WHAT YOU SHOULD DO:
Count the lines in the material below that contain the string "blurred", treating uppercase and lowercase as different, and reply with the count alone.

INFORMATION GIVEN:
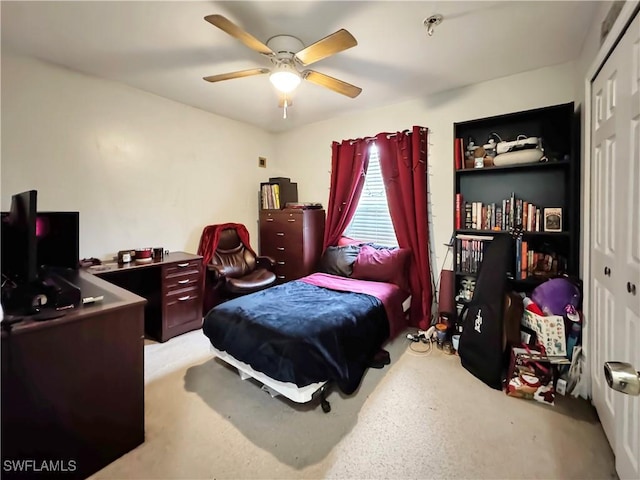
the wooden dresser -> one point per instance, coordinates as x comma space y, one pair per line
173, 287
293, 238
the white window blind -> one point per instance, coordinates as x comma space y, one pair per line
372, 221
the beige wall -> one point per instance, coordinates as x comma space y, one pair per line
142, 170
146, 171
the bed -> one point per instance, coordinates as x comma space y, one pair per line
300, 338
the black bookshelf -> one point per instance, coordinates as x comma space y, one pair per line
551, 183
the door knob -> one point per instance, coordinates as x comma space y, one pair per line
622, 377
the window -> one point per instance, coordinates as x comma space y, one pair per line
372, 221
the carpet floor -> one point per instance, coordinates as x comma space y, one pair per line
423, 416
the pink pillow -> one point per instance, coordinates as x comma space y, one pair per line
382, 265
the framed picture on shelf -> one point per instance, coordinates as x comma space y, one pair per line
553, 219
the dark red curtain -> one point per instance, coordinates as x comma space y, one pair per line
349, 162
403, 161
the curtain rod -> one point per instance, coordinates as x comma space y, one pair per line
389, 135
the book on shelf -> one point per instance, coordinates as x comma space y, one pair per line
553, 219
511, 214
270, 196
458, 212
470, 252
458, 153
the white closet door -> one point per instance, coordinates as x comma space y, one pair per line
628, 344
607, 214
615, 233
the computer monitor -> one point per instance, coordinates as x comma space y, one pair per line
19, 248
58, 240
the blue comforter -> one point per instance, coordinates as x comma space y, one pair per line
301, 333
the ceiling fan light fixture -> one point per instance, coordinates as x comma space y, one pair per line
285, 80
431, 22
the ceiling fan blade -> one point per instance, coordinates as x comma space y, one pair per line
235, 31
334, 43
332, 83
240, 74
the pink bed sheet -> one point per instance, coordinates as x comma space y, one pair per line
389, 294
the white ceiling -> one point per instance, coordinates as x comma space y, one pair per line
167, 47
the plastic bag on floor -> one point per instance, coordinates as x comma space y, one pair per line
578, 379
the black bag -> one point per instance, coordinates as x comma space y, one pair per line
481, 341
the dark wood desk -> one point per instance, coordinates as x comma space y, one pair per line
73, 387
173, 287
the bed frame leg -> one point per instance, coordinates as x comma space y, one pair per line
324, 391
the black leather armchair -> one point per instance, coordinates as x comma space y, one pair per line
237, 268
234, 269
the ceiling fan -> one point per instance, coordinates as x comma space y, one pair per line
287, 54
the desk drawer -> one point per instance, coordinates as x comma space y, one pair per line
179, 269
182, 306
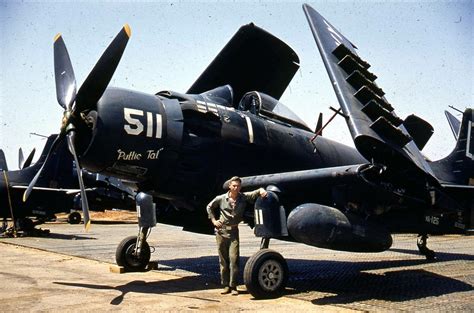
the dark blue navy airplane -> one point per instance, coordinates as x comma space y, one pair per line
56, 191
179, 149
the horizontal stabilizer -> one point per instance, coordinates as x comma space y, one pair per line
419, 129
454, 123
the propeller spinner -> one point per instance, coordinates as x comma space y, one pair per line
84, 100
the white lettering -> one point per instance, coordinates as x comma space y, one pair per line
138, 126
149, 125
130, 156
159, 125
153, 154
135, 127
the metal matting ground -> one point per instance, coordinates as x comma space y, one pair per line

---

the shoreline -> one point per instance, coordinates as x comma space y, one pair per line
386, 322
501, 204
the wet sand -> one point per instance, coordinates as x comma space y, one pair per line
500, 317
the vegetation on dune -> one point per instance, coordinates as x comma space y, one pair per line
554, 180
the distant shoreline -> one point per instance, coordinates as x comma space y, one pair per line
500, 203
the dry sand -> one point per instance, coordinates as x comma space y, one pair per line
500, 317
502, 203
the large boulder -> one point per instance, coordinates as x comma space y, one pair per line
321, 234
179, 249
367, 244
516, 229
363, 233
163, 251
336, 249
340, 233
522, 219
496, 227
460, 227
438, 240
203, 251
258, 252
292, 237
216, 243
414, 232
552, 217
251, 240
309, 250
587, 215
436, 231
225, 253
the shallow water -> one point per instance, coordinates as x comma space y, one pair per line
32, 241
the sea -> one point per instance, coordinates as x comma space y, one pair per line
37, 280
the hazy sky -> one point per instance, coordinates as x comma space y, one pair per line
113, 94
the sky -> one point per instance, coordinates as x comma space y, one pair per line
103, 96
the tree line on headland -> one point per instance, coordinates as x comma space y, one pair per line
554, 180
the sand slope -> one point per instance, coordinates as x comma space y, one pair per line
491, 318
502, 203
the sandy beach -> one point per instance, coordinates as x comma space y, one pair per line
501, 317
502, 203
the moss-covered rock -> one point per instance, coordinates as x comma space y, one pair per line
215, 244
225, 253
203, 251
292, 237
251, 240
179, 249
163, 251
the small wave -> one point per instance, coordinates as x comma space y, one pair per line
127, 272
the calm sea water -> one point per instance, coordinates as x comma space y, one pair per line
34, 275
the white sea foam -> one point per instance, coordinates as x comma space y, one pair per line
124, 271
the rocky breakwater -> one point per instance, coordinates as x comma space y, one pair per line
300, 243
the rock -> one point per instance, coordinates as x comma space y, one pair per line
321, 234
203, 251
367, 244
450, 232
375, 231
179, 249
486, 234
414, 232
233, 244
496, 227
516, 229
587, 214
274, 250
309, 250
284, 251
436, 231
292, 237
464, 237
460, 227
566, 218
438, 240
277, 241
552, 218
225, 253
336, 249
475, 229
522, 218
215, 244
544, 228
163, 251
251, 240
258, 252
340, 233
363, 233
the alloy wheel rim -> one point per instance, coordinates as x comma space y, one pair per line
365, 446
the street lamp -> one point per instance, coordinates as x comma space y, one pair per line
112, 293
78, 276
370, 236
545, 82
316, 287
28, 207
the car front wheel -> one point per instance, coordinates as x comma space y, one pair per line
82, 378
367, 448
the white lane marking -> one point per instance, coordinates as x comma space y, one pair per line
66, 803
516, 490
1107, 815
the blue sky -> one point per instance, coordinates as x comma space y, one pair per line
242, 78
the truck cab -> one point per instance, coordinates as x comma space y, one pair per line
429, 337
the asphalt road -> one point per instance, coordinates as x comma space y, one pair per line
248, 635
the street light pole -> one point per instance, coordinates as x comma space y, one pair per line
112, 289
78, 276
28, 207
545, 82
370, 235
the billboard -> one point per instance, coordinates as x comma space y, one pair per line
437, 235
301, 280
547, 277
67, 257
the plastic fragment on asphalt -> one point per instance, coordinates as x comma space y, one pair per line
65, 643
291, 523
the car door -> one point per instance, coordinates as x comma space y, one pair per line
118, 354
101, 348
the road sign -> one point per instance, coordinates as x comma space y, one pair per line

--

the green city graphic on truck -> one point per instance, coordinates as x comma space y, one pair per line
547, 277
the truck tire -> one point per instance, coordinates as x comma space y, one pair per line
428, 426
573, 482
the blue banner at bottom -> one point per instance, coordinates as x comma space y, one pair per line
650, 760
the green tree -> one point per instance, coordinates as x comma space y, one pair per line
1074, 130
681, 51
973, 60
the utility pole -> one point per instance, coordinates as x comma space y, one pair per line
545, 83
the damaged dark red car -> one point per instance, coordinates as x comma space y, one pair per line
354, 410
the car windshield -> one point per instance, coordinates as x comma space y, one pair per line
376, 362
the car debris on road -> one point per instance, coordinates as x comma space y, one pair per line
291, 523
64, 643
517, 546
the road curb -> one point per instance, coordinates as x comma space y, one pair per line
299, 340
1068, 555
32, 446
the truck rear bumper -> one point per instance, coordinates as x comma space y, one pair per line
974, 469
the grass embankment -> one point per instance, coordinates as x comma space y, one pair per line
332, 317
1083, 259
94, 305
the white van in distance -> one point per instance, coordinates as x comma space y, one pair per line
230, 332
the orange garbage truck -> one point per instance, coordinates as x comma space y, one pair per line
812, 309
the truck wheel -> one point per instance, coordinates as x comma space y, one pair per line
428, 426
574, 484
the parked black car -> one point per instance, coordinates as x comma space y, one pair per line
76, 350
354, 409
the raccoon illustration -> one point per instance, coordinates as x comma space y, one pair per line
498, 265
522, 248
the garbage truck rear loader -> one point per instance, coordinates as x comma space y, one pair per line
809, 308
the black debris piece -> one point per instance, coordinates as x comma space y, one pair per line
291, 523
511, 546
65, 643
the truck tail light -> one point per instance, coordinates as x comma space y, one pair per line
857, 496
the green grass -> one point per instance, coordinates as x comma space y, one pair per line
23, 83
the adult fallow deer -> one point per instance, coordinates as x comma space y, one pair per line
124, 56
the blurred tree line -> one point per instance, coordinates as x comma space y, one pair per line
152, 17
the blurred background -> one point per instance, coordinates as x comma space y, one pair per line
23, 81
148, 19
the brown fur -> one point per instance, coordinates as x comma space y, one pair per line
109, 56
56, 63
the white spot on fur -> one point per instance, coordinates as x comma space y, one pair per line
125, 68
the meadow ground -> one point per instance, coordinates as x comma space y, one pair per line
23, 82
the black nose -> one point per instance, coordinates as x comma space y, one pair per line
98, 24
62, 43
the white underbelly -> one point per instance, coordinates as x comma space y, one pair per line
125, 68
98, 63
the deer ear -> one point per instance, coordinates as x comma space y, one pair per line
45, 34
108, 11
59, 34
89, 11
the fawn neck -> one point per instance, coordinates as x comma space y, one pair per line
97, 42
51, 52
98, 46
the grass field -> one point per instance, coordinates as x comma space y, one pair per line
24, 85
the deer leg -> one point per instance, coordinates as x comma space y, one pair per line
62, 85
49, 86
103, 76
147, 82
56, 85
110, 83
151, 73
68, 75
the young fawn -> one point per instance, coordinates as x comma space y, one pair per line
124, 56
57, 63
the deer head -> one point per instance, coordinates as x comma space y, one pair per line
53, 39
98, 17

FULL OUTPUT:
2